(Excerpts from a dataset)
• • • • •

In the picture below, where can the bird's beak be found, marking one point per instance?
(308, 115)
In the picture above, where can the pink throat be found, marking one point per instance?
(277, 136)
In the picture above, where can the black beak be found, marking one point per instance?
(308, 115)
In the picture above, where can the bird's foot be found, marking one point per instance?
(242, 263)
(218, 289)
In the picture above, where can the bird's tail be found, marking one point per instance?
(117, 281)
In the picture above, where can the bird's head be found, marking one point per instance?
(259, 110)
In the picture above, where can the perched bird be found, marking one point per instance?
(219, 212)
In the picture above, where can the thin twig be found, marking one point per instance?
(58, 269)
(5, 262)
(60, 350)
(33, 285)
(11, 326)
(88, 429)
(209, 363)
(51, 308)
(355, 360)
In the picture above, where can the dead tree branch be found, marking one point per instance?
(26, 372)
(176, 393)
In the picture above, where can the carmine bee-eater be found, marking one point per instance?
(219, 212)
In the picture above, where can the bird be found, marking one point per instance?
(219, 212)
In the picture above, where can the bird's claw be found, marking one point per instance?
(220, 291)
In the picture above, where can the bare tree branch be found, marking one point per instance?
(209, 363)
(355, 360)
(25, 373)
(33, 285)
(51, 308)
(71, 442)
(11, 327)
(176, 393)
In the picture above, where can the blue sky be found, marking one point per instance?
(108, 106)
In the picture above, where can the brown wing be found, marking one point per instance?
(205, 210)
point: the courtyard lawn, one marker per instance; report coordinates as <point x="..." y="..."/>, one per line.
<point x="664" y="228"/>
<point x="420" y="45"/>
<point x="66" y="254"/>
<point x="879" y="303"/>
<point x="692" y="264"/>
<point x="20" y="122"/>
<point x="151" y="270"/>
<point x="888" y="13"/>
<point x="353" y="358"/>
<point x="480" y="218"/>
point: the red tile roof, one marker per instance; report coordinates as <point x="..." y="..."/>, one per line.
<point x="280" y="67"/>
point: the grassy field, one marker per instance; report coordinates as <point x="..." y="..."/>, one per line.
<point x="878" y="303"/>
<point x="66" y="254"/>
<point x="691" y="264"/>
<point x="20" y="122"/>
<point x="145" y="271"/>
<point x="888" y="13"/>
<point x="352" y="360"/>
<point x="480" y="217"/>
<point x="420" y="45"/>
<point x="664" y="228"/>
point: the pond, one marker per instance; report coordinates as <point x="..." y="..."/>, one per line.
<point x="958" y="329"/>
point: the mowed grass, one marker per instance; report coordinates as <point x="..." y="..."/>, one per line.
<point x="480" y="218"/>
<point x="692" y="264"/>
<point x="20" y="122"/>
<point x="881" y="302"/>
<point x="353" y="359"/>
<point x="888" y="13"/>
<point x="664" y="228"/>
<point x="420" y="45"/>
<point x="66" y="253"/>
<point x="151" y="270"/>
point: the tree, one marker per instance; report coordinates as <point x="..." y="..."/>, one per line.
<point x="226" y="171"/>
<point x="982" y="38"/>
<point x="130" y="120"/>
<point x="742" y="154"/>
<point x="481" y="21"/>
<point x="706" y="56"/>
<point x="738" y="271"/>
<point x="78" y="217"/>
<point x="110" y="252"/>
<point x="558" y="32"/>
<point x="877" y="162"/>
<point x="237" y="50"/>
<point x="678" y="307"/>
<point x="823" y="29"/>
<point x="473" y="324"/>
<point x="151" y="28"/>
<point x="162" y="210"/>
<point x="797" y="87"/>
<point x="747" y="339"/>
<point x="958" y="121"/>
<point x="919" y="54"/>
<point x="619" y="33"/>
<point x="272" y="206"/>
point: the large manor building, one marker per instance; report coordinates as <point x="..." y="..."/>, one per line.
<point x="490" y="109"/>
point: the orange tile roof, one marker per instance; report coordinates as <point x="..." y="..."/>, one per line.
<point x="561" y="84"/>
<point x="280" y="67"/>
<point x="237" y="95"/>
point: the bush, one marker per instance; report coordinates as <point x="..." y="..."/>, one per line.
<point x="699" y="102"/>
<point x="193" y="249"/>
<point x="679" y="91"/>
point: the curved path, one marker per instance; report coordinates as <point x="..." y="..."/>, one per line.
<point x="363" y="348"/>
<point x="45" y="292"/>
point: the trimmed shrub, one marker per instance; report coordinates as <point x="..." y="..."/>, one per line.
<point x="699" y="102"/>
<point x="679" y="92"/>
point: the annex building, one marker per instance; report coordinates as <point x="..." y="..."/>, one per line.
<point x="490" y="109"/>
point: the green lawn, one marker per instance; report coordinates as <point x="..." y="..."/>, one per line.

• • • • •

Output every line above so that it reads exactly as before.

Expected answer →
In the picture below, where can the bird's beak be found, marking one point per instance?
(308, 115)
In the picture above, where can the pink throat be found, marking one point per instance?
(277, 136)
In the picture above, where can the black beak be found, marking one point per instance?
(308, 115)
In the picture above, where can the bird's foot be found, marking one point per instance?
(242, 263)
(218, 289)
In the picture above, where can the bird's tail be found, marking one point per instance?
(117, 281)
In the picture above, where can the bird's head be found, marking one point per instance?
(259, 110)
In the picture above, where can the perched bird be found, marking one point per instance?
(219, 212)
In the picture above, where can the thin twig be found, marking one point per instance?
(58, 269)
(5, 262)
(60, 350)
(33, 285)
(11, 326)
(88, 429)
(209, 363)
(51, 308)
(355, 360)
In the picture above, where can the dead tree branch be found, marking one point per instance?
(26, 372)
(176, 393)
In the picture above, where can the carmine bee-eater be found, marking one point per instance?
(219, 212)
In the picture above, where can the bird be found, marking one point per instance?
(219, 212)
In the picture above, where can the bird's claw be found, marking one point per instance?
(220, 291)
In the picture above, where can the bare tree branch be found, marking one point per instance?
(209, 363)
(355, 360)
(25, 373)
(33, 285)
(51, 308)
(71, 442)
(11, 327)
(176, 393)
In the picture above, where can the blue sky be found, marking one point per instance?
(108, 106)
In the picture above, where can the brown wing be found, marking one point per instance?
(205, 210)
point: the courtyard lawn, one marker per instance; report coordinates as <point x="..." y="..."/>, one per line.
<point x="664" y="228"/>
<point x="420" y="45"/>
<point x="66" y="254"/>
<point x="879" y="303"/>
<point x="692" y="264"/>
<point x="20" y="122"/>
<point x="151" y="270"/>
<point x="888" y="13"/>
<point x="353" y="358"/>
<point x="480" y="218"/>
point: the red tile roof, one marker per instance; report coordinates as <point x="..." y="..."/>, one per line.
<point x="280" y="67"/>
point: the grassy field, one marker per instance; report coordinates as <point x="..." y="..."/>, one per line.
<point x="878" y="303"/>
<point x="66" y="254"/>
<point x="691" y="264"/>
<point x="20" y="122"/>
<point x="145" y="271"/>
<point x="888" y="13"/>
<point x="352" y="360"/>
<point x="480" y="217"/>
<point x="420" y="45"/>
<point x="664" y="228"/>
point: the pond, one marker per instance; report coordinates as <point x="..." y="..."/>, one per line.
<point x="958" y="329"/>
point: the mowed grass, one marker per instance; report coordinates as <point x="..." y="..."/>, one per line.
<point x="480" y="218"/>
<point x="692" y="264"/>
<point x="20" y="122"/>
<point x="881" y="302"/>
<point x="353" y="359"/>
<point x="888" y="13"/>
<point x="664" y="228"/>
<point x="420" y="45"/>
<point x="66" y="253"/>
<point x="151" y="270"/>
point: the tree, one marker per instance; report coordinates as <point x="..." y="..."/>, one per line.
<point x="226" y="171"/>
<point x="982" y="38"/>
<point x="130" y="120"/>
<point x="742" y="154"/>
<point x="481" y="21"/>
<point x="706" y="56"/>
<point x="738" y="271"/>
<point x="78" y="217"/>
<point x="110" y="252"/>
<point x="558" y="32"/>
<point x="877" y="162"/>
<point x="237" y="50"/>
<point x="678" y="307"/>
<point x="823" y="29"/>
<point x="473" y="324"/>
<point x="151" y="28"/>
<point x="162" y="210"/>
<point x="797" y="87"/>
<point x="747" y="339"/>
<point x="958" y="121"/>
<point x="919" y="54"/>
<point x="619" y="33"/>
<point x="272" y="206"/>
point: the large manor building, one marker per instance; report coordinates as <point x="..." y="..."/>, one per line.
<point x="490" y="109"/>
point: the orange tile roof, one marker per instance; report coordinates as <point x="..." y="..."/>, one per line.
<point x="561" y="84"/>
<point x="280" y="67"/>
<point x="237" y="95"/>
point: the bush, one marker per instance; report coordinates as <point x="..." y="..."/>, one per line.
<point x="699" y="102"/>
<point x="193" y="249"/>
<point x="679" y="91"/>
point: the curved path, one marker per instance; report coordinates as <point x="..." y="..."/>, one per line.
<point x="363" y="348"/>
<point x="45" y="292"/>
point: the trimmed shrub, one marker per instance; report coordinates as <point x="..." y="..."/>, one per line.
<point x="699" y="102"/>
<point x="679" y="92"/>
point: the annex building, one marker per instance; report coordinates as <point x="..." y="..."/>, one per line.
<point x="490" y="109"/>
point: the green lawn, one marker per instance; report coordinates as <point x="..." y="..."/>, one per line.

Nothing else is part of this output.